*** SOURCE

Hey, I'm no Sherlock Holmes, but this Ben Lyons-is-a-lousy-film-critic bandwagon sure sounds and smells like jealousy to me.  Uh-huh. 

Ah, the scent of jealousy.  I'm sure it will be a perfume or cologne or whatever very soon, if it hasn't already. 

Jealousy.  That all-too human but destructive emotion that eats its inhabitants alive, festering into resentment and disdain.  Meet the twins jealousy and envy, often covers and facilitators projecting one's own flaws and inadequacies onto others instead of looking introspectively to work on one's own personal insecurities and issues of low self-esteem, etc.  And aside from what might be some justified outrage at Mr. Lyons, the fact is that jealousy and resentment reign supreme in and amongst some who wished they occupied the mantle Mr. Lyons now does.  Many of those may have infinitely more experience and expertise in film and/or writing about it and being published than the young, fresh-faced whipper-snapper Ben Lyons does.  And again, one can understand their ire -- to an extent.

But why waste negative energy on Ben Lyons?  Will that get you where you want to be?  Leaving Ben Lyons alone might be a better idea, no?

******
*** LISTED RECORDS

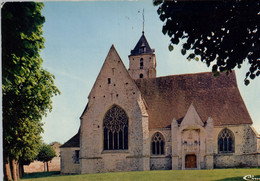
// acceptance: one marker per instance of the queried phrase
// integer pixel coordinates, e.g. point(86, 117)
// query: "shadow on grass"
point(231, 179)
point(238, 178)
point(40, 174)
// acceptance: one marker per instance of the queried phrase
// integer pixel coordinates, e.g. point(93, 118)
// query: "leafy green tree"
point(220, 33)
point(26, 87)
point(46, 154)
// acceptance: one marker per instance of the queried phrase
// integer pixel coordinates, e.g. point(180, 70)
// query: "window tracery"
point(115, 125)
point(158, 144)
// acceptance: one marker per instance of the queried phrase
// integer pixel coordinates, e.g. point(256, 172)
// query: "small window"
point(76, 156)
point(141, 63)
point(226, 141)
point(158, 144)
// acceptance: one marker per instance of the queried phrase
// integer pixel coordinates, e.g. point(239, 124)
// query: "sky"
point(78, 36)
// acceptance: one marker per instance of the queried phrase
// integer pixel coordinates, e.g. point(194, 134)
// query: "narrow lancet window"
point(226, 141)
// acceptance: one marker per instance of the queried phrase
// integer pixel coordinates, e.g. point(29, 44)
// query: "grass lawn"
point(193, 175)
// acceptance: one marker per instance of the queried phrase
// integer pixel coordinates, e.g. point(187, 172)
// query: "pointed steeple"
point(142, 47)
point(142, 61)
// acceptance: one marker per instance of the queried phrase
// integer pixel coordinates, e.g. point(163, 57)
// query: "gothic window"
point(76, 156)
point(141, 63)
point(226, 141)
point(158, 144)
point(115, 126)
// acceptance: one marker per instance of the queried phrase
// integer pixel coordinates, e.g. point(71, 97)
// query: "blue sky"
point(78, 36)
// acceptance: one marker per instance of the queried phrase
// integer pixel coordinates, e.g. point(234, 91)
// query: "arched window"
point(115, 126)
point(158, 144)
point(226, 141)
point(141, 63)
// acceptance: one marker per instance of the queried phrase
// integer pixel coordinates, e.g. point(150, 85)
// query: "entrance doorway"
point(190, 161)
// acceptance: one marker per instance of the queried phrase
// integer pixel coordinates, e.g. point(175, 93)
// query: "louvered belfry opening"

******
*** LISTED RECORDS

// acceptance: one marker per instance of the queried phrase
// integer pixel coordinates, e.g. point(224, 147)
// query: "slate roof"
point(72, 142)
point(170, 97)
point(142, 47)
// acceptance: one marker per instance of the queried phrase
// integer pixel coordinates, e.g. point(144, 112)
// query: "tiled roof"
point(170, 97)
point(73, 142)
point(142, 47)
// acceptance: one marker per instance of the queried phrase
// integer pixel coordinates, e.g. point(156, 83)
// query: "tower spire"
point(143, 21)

******

- PROBLEM SET:
A. In the commentary on Ben Lyons, why does the writer grant that his detractors' ire is understandable? Answer in one to three sentences.
B. Count the lines in both blocks of entries that contain the string "window", and give only the number.

- SOLUTIONS:
A. Many of those detractors may have far more experience and expertise in film than Ben Lyons does, and also in writing about it and being published. The writer accepts their anger only to an extent. Much of it is put down to jealousy of the position he now holds.

B. 5